» EXERCISE OBJECTIVE
Restate each of the lines given below, word for word.

» DATA TO EXAMINE

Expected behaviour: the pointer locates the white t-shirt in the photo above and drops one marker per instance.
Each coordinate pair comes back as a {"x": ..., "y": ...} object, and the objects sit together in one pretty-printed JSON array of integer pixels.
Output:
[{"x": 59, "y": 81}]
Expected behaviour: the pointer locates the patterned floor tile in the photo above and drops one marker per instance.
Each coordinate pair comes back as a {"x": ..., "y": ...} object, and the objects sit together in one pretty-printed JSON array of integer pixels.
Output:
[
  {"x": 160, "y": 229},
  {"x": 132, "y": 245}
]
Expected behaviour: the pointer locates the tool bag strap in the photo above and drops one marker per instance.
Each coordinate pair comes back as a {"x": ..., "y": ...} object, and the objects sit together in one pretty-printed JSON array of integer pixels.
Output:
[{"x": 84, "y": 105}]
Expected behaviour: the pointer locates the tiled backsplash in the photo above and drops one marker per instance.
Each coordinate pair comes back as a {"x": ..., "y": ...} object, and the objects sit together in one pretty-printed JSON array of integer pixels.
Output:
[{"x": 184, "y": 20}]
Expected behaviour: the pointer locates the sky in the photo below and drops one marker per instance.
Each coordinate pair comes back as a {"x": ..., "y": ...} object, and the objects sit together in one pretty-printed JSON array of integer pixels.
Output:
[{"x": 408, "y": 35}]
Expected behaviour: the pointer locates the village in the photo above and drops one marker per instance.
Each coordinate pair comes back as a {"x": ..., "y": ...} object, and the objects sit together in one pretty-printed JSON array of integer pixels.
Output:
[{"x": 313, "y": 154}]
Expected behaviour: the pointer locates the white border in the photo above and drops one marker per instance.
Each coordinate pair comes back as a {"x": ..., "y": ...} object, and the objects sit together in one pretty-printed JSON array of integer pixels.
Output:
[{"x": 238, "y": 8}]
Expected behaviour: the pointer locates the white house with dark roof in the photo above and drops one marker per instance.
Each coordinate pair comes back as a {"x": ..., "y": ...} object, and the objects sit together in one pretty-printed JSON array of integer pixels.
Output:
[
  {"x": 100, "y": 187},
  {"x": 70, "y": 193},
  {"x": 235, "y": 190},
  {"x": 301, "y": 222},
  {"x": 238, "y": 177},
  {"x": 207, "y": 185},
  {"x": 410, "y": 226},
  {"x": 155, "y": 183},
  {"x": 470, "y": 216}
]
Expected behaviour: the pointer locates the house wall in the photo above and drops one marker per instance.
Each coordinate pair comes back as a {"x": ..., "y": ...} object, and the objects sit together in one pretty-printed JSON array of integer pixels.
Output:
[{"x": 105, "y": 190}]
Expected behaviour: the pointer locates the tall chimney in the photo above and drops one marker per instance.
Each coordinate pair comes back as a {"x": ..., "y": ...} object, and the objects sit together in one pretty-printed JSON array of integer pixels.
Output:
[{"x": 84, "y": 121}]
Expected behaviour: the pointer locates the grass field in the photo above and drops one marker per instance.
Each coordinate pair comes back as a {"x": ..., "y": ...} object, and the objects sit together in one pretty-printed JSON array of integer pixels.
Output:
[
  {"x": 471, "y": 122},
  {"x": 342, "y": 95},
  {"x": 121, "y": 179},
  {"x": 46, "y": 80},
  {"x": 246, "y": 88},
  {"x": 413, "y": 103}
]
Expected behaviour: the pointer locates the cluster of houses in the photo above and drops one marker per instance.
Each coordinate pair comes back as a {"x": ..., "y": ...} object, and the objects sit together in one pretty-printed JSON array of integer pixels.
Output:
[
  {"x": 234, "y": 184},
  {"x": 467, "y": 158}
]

» ANSWER
Expected behaviour: the pointer locates the white t-shirt in the photo above and drops one marker per instance.
Each coordinate pair comes back as a {"x": ..., "y": ...} object, and the objects sit together in one pretty-printed JSON array of integer pixels.
Output:
[{"x": 59, "y": 81}]
Expected behaviour: the pointer locates the patterned floor tile in the photo above and drops one marker per instance.
Each coordinate pair comes back as a {"x": ..., "y": ...} object, and the objects sit together in one pretty-printed JSON array of integer pixels.
Output:
[
  {"x": 160, "y": 229},
  {"x": 132, "y": 245}
]
Expected behaviour: the pointer locates the tool bag strap in the photo above and drops one marker per instance.
Each coordinate pair comes back as a {"x": ..., "y": ...} object, and the objects sit together in one pretty-printed JSON array of integer pixels.
Output:
[{"x": 84, "y": 105}]
Expected behaviour: the pointer locates the tiled backsplash in the photo above and drops one marker per instance.
Each coordinate pair comes back as a {"x": ..., "y": ...} object, and the objects sit together in one pretty-printed JSON array of integer pixels.
Output:
[{"x": 184, "y": 20}]
Expected behaviour: the pointer locates the sky in the photo below and drops one marker per instance.
Each coordinate pair comes back as a {"x": ..., "y": ...} object, and the objects sit together in one pretty-printed JSON array of integer pixels.
Output:
[{"x": 408, "y": 35}]
Expected behaviour: the pointer locates the village in the photo above and drops one marker per instance.
Each coordinate pair comes back as a {"x": ..., "y": ...} object, and the objects sit together in one pretty-printed JSON array of integer pixels.
Output:
[{"x": 313, "y": 154}]
Expected behaviour: the pointer locates the white border in the photo above and drops one marker per instance.
Each coordinate pair comes back as a {"x": ..., "y": ...} object, and the objects sit together in one pretty-printed JSON array of integer pixels.
Output:
[{"x": 238, "y": 8}]
Expected behaviour: the pointer locates the white house with dark roof in the photo above and drops one marker per instance.
Each coordinate pair comes back as a {"x": ..., "y": ...} object, and the objects sit together in one pretty-printed JSON array of integer pixels.
Output:
[
  {"x": 100, "y": 187},
  {"x": 70, "y": 193},
  {"x": 235, "y": 190},
  {"x": 301, "y": 222},
  {"x": 238, "y": 177},
  {"x": 207, "y": 185},
  {"x": 410, "y": 226},
  {"x": 155, "y": 183},
  {"x": 470, "y": 216}
]
Expected behaviour: the pointer locates the house wall in the photo above and drops one marker per instance.
Each coordinate pair comes back as a {"x": ..., "y": ...} object, and the objects sit together in one pretty-printed JSON array of integer pixels.
Output:
[{"x": 105, "y": 190}]
Expected behaviour: the pointer locates the tall chimney in the photo above and drops one marker per instance.
Each coordinate pair comes back as a {"x": ..., "y": ...} object, and the objects sit together in one pretty-printed JSON array of integer pixels.
Output:
[{"x": 84, "y": 121}]
Expected behaviour: the pointer locates the grass field in the photo above and drops one marker per instance.
Each coordinate pair comes back as a {"x": ..., "y": ...} object, and the objects sit together in one pretty-printed JSON array of integer pixels.
Output:
[
  {"x": 471, "y": 122},
  {"x": 342, "y": 95},
  {"x": 121, "y": 179},
  {"x": 46, "y": 80},
  {"x": 246, "y": 88},
  {"x": 413, "y": 103}
]
Expected behaviour: the pointer locates the cluster of houses in the photo above and drops one marker per instance.
Each coordinate pair comes back as a {"x": ..., "y": ...} object, and the objects sit together in one pretty-printed JSON array of integer pixels.
Output:
[
  {"x": 234, "y": 184},
  {"x": 467, "y": 158}
]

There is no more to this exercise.